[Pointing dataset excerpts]

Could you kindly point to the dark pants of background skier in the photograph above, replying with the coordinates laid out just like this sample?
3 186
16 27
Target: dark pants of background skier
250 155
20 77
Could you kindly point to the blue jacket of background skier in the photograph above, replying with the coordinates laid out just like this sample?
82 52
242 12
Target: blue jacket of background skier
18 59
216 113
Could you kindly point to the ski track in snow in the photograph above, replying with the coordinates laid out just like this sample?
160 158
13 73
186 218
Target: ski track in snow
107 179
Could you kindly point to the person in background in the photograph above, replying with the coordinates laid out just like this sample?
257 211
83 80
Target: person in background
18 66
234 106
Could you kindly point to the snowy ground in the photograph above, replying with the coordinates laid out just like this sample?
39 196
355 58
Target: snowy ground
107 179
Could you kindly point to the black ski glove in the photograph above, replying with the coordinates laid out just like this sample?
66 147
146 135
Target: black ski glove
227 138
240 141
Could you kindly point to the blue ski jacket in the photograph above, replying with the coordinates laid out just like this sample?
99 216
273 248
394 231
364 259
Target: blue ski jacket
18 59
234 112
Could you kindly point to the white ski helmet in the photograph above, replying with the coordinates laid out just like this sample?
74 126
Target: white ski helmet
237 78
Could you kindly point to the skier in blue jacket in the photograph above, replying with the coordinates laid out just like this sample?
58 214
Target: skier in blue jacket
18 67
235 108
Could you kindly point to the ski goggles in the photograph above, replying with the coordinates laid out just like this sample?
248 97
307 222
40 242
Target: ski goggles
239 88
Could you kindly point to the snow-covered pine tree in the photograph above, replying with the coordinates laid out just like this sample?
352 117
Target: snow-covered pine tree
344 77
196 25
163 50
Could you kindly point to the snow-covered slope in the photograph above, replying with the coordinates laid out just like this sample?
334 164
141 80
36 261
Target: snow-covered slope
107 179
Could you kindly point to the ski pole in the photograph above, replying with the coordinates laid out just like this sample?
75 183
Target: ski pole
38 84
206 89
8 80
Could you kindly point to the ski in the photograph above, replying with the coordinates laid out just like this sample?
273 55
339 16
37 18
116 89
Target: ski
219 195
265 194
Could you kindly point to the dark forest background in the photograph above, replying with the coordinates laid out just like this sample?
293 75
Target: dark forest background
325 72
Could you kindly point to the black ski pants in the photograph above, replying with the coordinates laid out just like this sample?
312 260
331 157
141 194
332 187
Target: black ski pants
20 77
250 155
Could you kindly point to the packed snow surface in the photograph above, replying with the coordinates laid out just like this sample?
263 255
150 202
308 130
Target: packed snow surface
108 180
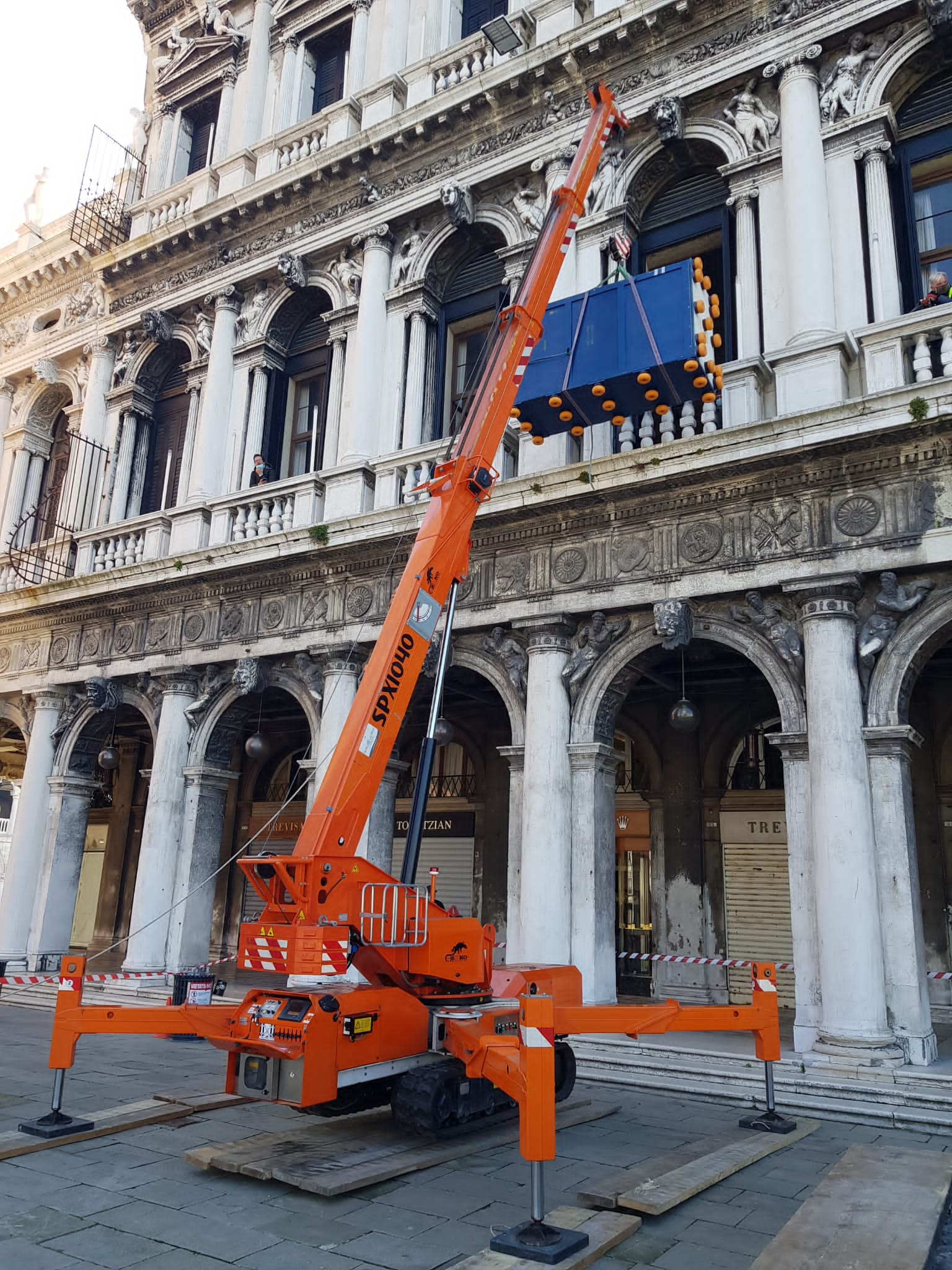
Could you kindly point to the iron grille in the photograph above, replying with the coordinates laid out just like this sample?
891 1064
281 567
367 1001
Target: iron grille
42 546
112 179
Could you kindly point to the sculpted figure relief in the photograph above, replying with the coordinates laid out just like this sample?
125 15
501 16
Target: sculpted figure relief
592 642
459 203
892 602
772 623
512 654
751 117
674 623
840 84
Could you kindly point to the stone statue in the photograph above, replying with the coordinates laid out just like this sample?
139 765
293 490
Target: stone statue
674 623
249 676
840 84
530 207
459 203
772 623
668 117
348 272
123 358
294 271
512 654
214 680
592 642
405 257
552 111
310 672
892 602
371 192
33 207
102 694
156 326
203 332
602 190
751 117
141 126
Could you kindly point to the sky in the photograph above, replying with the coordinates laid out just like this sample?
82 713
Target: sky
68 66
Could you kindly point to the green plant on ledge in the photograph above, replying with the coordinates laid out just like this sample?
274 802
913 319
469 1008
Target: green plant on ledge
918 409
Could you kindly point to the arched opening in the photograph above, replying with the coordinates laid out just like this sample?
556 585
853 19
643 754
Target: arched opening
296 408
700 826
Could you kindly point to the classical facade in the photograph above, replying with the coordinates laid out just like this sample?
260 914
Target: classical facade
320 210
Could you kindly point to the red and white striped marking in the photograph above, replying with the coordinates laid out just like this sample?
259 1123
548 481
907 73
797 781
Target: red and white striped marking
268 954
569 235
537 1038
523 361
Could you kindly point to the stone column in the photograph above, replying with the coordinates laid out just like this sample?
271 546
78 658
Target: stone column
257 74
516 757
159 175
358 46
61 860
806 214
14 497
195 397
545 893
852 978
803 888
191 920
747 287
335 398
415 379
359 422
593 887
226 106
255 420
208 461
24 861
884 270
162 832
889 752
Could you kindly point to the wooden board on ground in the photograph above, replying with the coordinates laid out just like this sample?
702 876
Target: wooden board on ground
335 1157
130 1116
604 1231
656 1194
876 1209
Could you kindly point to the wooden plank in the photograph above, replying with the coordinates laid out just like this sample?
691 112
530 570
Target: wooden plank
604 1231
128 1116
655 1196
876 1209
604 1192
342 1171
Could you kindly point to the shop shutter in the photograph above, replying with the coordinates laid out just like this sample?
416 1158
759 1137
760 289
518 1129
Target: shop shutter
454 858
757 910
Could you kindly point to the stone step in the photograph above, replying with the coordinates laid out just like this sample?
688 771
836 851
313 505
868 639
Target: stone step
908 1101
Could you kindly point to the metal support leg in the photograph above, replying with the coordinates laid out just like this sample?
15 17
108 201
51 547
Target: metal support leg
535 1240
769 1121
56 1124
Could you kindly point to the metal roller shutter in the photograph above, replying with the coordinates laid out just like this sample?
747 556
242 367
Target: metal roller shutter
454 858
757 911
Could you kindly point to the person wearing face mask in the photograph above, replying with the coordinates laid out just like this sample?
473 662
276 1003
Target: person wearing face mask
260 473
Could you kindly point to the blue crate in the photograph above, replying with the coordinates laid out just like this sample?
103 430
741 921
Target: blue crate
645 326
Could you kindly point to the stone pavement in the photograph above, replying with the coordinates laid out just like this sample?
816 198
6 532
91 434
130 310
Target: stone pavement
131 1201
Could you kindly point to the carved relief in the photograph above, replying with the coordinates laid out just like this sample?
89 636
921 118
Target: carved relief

> _GIVEN EXERCISE_: Convert the part of the listing that opens with the line containing "Could you kindly point to the wooden plank" and runs through the end of the listing into a Markdown table with the columns Row and Line, skipping any blank lines.

> _SOLUTION_:
| Row | Line |
|---|---|
| 1 | Could you kindly point to the wooden plank in the photograph above, replying with the coordinates laid out just like this sample? |
| 2 | 691 112 |
| 3 | 530 570 |
| 4 | Target: wooden plank |
| 5 | 604 1231 |
| 6 | 128 1116 |
| 7 | 655 1196 |
| 8 | 876 1209 |
| 9 | 604 1192 |
| 10 | 342 1171 |
| 11 | Could you kindly point to the shop shutter in the photograph above, replying with the coordinates laid out just like this sample? |
| 12 | 416 1158 |
| 13 | 759 1137 |
| 14 | 760 289 |
| 15 | 518 1129 |
| 16 | Target: shop shutter |
| 17 | 454 858 |
| 18 | 757 910 |
| 19 | Could you kindly point to the stone step in the photograph above, replying with the coordinates laid out just like this sample? |
| 20 | 688 771 |
| 21 | 836 851 |
| 22 | 313 505 |
| 23 | 868 639 |
| 24 | Target: stone step |
| 25 | 908 1101 |
| 26 | Could you kindly point to the metal support leg in the photograph above, replying with the coordinates laid out just like this sample? |
| 27 | 15 17 |
| 28 | 108 201 |
| 29 | 51 547 |
| 30 | Target: metal support leg |
| 31 | 535 1240 |
| 32 | 769 1121 |
| 33 | 56 1124 |
| 34 | Could you kindly point to the metal roller shutter in the photograph above, replying with the coordinates laid out just like this sample? |
| 35 | 747 556 |
| 36 | 242 367 |
| 37 | Target: metal roller shutter |
| 38 | 454 858 |
| 39 | 757 911 |
| 40 | Could you kindly point to the person wearing face mask in the photograph above, replying with the coordinates laid out just like this sample? |
| 41 | 473 662 |
| 42 | 276 1003 |
| 43 | Target: person wearing face mask |
| 44 | 260 473 |
| 45 | Could you kindly point to the blue crate in the photograph above, replying with the coordinates laid out just like this sample? |
| 46 | 103 430 |
| 47 | 741 921 |
| 48 | Target: blue crate |
| 49 | 645 326 |
| 50 | Could you kindly point to the stone pavement in the photograph above, replying with the coordinates laid out just like this sample? |
| 51 | 816 198 |
| 52 | 6 532 |
| 53 | 91 434 |
| 54 | 130 310 |
| 55 | Target: stone pavement |
| 56 | 131 1201 |
| 57 | Could you kindly point to the carved relief in the photograph above, replying with the coordinates laid out just like this sample? |
| 58 | 89 636 |
| 59 | 921 118 |
| 60 | Target: carved relief |